- [Passage shown]
** Start **
If Ford derails Hurontario LRT, Brampton's transit plans likely to stall
The provincial government is refusing to deny rumours that elements of the Hurontario LRT project are on the verge of being thrown on the scrap heap.
NDP transit critic Jessica Bell released a statement late Tuesday in which she said that, during a meeting with ministry of transportation representatives, they refused to dispel concerns that the government planned to cancel both the Peel Region LRT and GO electrification.
“Instead of clearly saying these projects are still on the Ford government’s agenda, the minister responded with vague platitudes that didn’t even reference the projects that I had clearly asked about,” Bell said. “Sadly, I and the people of Ontario are left to conclude that these projects are indeed on the chopping block.”
If the LRT is cancelled, it will break a vital link in Brampton’s transit future.
The Doug Ford government, while not confirming the project is being cancelled, has stated it has not made any decision about the future of the LRT in Mississauga and Brampton. That’s in sharp contrast to what Metrolinx officials stated earlier this fall. The new chair of Metrolinx, the provincial agency that oversees transit planning across the Greater Toronto and Hamilton Area, said he did not foresee any major cuts to Metrolinx’s ambitious plan for key regional transit projects.
Don Wright, a former executive of TD Securities and the first person to lead the agency in a government not run by the Liberals, pledged in September, shortly after getting the job, that the PC government’s goal of dramatically reducing Ontario’s crippling deficit will not affect needed transit projects across the region.
There have been no specific announcements about Brampton’s future priorities and whether they might be in jeopardy, or whether the province will get on board with any new plan the incoming city council led by Patrick Brown might approve.
Cancelling the Hurontario LRT, which is planned to run 20 km between Mississauga and Brampton at a cost of $1.5 billion, would be a massive roadblock for the development of higher-order transit in the city.
** End **
- [Things to do]
A - Answer these questions about the Hurontario LRT article:
(i) Who released a statement late Tuesday after meeting with ministry of transportation representatives?
(ii) Who is the new chair of Metrolinx?
(iii) How long is the planned Hurontario LRT, and what is its cost?
B - Do these statements agree with the Hurontario LRT article? Answer yes or no for each, quoting the words that decide it.
(i) Don Wright was once an executive at TD Securities.
(ii) The Ford government has confirmed that the LRT project is cancelled.
(iii) Brampton's incoming city council is led by Patrick Brown.
C - Can you pick up the Hurontario LRT article after its last sentence and keep writing?
The records that follow come from a separate source.

[Part of a data file]
** Start **
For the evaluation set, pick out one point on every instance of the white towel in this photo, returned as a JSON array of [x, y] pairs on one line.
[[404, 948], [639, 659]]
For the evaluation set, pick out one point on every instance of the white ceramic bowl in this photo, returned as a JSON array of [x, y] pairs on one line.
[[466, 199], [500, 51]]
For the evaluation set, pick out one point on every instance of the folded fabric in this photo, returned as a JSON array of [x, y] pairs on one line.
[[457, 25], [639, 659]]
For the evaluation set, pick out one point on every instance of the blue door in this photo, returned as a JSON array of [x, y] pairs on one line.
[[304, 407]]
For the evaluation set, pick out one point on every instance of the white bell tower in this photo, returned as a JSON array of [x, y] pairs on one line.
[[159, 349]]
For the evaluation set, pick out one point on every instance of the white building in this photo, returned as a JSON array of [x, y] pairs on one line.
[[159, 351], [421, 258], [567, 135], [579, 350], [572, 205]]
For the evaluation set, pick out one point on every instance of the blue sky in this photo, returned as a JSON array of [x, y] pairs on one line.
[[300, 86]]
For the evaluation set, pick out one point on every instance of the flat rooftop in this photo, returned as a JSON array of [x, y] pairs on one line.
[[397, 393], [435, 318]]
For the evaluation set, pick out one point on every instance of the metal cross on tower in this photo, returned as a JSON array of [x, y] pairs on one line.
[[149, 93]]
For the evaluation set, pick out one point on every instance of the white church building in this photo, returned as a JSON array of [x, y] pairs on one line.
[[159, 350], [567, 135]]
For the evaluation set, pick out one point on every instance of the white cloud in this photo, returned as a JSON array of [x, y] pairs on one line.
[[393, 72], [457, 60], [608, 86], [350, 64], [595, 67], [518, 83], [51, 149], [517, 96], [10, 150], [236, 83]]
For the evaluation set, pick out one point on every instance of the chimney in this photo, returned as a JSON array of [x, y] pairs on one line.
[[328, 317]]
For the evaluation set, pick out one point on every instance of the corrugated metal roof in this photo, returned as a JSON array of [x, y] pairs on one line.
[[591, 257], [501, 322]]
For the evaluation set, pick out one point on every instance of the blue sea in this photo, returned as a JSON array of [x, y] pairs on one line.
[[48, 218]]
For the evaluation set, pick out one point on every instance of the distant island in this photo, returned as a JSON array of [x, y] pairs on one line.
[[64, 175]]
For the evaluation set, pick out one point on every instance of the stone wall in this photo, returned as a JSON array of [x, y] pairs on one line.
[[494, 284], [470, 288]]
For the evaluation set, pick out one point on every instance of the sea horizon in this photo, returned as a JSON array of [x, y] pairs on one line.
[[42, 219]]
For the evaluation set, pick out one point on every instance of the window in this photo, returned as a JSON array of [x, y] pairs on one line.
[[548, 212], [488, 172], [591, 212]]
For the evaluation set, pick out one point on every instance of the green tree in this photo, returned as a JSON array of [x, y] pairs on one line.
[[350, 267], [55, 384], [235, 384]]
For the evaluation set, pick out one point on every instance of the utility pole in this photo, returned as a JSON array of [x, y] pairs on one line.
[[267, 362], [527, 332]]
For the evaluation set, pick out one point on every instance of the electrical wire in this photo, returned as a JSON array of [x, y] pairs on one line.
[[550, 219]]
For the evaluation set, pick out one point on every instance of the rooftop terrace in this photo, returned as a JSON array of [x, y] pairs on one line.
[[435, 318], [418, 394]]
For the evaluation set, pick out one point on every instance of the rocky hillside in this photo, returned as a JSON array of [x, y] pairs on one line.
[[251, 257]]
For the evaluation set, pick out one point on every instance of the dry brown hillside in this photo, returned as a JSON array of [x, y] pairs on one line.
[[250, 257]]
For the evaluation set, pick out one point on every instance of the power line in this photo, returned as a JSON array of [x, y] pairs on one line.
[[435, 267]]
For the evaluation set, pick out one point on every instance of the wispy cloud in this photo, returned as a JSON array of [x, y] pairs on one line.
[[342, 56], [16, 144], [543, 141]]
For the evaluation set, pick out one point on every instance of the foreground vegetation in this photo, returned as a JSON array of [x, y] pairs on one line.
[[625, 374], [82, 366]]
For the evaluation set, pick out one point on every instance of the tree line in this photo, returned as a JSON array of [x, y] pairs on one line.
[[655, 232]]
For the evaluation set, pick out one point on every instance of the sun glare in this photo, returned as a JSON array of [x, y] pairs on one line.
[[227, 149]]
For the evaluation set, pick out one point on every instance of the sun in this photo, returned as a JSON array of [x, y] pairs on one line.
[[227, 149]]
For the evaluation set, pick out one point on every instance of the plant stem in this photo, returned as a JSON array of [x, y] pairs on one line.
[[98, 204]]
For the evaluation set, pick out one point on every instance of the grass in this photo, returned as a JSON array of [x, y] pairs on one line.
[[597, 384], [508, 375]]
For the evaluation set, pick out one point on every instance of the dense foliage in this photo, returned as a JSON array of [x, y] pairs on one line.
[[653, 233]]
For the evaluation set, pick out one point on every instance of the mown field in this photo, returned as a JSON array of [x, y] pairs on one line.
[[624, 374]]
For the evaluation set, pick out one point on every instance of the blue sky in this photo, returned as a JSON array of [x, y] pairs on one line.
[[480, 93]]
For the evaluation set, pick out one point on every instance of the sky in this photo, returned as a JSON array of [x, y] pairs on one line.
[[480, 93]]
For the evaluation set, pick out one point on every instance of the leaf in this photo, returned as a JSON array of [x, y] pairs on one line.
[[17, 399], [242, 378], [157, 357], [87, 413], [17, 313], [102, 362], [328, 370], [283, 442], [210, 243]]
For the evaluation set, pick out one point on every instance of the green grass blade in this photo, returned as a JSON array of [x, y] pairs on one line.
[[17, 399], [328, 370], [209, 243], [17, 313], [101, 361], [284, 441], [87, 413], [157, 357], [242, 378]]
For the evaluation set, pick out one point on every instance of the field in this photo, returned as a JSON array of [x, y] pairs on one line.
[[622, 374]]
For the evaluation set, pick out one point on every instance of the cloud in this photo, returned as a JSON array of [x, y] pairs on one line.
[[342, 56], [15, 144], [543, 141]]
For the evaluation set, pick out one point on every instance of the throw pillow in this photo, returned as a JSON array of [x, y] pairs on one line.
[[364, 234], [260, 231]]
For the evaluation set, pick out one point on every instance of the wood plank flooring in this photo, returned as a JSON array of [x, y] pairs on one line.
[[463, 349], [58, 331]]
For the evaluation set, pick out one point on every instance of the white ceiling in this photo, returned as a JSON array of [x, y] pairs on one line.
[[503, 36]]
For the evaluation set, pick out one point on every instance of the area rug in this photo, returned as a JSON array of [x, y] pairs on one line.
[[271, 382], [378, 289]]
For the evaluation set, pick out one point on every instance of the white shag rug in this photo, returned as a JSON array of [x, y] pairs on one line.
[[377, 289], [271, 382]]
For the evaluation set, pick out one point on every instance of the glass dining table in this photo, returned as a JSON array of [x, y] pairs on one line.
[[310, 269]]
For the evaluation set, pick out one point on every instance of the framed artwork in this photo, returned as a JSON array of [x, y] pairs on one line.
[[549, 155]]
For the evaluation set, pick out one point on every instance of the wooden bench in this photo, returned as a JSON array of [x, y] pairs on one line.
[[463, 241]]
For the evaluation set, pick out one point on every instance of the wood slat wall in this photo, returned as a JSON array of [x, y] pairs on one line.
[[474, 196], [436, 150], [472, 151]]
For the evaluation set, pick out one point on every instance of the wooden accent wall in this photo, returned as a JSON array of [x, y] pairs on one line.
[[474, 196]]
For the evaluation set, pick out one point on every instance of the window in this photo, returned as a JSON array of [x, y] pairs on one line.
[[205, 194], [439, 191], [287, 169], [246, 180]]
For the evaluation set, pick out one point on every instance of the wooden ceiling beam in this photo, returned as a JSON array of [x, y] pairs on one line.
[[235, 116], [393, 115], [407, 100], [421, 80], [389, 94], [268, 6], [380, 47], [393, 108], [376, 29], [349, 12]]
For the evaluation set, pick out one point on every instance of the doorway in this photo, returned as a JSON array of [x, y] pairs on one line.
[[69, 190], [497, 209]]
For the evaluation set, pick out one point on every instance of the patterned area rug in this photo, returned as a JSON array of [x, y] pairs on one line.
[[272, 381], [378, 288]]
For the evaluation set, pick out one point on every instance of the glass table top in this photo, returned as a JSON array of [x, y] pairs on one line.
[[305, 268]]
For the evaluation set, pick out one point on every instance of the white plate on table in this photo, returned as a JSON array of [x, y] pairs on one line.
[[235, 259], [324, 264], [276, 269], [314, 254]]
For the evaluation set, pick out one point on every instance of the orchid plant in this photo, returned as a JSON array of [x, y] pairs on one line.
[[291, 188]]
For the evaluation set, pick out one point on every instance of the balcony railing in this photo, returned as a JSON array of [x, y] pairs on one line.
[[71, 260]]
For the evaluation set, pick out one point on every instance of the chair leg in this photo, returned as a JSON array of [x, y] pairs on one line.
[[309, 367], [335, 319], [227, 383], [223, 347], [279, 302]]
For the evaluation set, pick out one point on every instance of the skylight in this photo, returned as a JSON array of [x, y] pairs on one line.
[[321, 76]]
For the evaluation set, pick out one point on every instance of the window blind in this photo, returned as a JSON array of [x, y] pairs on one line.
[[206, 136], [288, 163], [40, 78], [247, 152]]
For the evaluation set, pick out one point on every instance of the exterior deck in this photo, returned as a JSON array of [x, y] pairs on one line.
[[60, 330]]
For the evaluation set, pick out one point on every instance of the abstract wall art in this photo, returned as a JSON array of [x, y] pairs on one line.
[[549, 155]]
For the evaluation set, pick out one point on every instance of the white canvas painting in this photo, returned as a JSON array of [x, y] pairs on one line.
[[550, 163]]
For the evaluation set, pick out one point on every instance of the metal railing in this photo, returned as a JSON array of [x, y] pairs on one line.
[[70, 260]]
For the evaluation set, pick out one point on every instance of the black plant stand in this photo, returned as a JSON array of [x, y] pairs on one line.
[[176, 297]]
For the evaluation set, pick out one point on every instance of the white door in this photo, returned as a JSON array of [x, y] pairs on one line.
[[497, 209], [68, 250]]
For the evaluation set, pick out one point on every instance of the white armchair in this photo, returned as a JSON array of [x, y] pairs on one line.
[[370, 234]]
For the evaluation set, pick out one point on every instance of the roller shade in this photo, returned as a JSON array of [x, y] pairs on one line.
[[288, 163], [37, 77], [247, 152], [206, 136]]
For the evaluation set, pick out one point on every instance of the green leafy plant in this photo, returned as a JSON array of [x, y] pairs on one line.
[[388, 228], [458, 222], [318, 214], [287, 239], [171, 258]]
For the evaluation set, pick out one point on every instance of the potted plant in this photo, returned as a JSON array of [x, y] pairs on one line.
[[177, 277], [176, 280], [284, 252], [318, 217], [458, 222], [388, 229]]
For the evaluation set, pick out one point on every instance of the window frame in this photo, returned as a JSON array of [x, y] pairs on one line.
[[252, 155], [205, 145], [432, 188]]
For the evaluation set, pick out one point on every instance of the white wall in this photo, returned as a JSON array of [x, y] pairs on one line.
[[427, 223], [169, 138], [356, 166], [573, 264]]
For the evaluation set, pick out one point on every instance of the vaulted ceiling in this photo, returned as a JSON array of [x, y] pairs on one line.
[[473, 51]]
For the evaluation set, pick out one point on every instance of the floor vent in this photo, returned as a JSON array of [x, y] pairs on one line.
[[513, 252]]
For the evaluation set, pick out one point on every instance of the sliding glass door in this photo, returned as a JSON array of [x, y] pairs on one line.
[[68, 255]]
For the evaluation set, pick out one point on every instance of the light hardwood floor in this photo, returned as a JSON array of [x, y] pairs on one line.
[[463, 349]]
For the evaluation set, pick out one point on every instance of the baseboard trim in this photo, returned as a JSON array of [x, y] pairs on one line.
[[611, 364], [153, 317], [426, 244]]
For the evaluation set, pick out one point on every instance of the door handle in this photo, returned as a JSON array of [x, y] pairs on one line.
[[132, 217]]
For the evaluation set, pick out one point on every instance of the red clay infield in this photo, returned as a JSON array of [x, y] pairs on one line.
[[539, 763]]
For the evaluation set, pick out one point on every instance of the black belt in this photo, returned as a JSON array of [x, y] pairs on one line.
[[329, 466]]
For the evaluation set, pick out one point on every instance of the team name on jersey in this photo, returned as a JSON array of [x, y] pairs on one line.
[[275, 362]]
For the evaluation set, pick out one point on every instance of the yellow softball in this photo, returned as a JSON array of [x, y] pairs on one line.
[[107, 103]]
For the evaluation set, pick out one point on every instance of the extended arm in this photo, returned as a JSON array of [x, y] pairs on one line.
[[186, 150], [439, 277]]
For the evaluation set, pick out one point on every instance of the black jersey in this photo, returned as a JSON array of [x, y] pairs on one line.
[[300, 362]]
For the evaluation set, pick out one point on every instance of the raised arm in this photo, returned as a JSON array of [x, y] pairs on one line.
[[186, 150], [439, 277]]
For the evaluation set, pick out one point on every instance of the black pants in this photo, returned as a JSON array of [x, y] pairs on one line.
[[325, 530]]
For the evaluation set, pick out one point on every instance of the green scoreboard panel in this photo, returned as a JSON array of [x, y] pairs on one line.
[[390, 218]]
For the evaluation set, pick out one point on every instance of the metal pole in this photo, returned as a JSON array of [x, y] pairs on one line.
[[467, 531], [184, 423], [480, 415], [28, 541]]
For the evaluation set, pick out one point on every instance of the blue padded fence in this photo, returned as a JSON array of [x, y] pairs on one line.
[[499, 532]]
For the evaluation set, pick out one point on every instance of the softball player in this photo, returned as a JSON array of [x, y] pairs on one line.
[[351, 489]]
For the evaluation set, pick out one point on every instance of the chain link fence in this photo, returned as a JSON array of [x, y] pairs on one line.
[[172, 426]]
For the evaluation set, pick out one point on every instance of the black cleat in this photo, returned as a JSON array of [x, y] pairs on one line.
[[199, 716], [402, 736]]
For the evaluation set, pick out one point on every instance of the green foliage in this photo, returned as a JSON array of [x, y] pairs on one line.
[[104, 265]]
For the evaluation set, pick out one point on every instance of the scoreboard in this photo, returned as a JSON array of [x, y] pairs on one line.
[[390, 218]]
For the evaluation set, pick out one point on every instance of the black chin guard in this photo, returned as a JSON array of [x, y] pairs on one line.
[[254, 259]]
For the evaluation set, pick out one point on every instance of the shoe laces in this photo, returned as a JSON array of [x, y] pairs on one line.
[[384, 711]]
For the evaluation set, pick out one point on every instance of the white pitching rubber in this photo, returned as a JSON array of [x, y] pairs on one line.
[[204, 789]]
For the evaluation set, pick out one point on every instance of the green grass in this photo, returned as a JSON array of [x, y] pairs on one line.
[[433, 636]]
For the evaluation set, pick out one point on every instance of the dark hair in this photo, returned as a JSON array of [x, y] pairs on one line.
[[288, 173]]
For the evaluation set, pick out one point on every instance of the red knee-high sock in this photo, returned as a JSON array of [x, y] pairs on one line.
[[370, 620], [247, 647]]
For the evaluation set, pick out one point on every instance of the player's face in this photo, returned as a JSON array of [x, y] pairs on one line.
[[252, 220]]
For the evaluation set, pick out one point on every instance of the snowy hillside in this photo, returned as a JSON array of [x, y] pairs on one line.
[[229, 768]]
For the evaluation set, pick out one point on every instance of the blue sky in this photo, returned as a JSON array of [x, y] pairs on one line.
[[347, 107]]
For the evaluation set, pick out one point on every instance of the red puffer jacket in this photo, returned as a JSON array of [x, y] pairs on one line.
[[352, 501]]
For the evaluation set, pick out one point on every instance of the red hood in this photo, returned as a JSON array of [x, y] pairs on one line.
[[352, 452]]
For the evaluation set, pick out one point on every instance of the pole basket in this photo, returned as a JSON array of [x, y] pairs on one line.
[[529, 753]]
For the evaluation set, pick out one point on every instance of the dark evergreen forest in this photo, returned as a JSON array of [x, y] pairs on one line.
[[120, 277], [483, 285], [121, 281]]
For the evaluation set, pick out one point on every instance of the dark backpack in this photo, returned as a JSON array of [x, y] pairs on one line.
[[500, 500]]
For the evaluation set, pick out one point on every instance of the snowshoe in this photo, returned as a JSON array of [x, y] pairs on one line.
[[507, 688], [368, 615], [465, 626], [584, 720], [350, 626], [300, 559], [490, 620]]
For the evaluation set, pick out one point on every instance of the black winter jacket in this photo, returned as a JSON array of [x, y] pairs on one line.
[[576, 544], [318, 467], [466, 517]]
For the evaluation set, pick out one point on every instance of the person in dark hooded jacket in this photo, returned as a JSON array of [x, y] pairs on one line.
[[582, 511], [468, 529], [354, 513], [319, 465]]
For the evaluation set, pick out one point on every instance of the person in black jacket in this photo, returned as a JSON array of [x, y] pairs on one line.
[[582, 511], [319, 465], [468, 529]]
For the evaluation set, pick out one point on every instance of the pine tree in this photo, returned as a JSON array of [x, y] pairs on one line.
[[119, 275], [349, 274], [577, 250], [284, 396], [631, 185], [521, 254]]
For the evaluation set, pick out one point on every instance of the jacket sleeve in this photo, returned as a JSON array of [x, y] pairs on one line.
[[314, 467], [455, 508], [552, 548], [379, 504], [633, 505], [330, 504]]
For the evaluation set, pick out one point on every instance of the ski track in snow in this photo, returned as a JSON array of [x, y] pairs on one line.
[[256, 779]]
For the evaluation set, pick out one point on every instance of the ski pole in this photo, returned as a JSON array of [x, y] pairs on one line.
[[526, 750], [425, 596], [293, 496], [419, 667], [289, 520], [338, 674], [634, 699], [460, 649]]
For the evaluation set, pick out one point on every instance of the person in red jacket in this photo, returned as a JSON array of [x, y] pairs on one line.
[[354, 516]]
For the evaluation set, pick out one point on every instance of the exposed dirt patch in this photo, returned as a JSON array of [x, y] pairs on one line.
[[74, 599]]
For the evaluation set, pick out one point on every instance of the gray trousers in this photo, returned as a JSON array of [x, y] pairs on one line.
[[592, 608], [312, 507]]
** End **
- [Responses per task]
A -
(i) NDP transit critic Jessica Bell
(ii) Don Wright
(iii) 20 km, at a cost of $1.5 billion

B -
(i) Yes: "Don Wright, a former executive of TD Securities"
(ii) No: "while not confirming the project is being cancelled"
(iii) Yes: "the incoming city council led by Patrick Brown"

C -
The province also won’t say if it will put back on the table the roughly $300 million pledge for the Brampton portion of the project that the previous Liberal government retracted when council voted down the provincially approved and fully funded Main Street LRT route back in 2015.
The Mayor-elect has pledged to support a planning document called the 2040 Vision, including its ambitious ideas for higher-order transit in the city, which the outgoing council adopted as the path forward.
The transit issue, simmering for years as a booming population led to increasing traffic congestion, came to a boil three years ago when the LRT route debate focused public consciousness on the city’s transit future. Now, with the municipal election over and a new council, with five new members, set to be sworn in next month, many residents are feeling optimistic.
However, key transit decisions, some of which are laid out in the 2040 Vision document, won’t be completed in a vacuum. Brampton will need the province’s help to pay for higher-order transit and to assist in creating transit hubs across a region expected to grow to nearly 2 million people by 2041.
That kind of growth will require development of regional express rail, high-speed rail, and other future transit connections. This makes the province’s lack of commitment significantly more troubling for transit advocates.
In a previous response to questions from The Pointer, a spokesperson for Jeff Yurek, the minister of transportation, said the province “is committed to improving the transit experience across the GTHA to get people moving and make life easier for Ontarians. We are determined to deliver a modern transit system that will serve the region’s growing communities, drive economic development and alleviate traffic congestion. Our decisions will be based on what is best for the people of the GTHA, including Brampton.”
The uncertainty about the province’s approach comes at a critical time for Brampton, as more residents are starting to see the impact of poor transit planning on the city.
Nearly a quarter of respondents to a poll commissioned by The Pointer in late August said alleviating traffic congestion across the city needed to be the top priority for the incoming council. Over 60 percent of residents supported bringing LRT into Brampton (though respondents were split on the best route). The largest proportion laid responsibility at the feet of elected officials inside Queen’s Park, with 29 percent blaming the province for underfunding growth across the city.
Brown assumes the mayor’s chair at the start of December, bringing with him not only support for the 2040 Vision plan, but also a Brampton-first stance, with a pledge that he would work hard with all levels of government, regardless of who is in charge, to get what is best for Brampton, including big items on the transit file.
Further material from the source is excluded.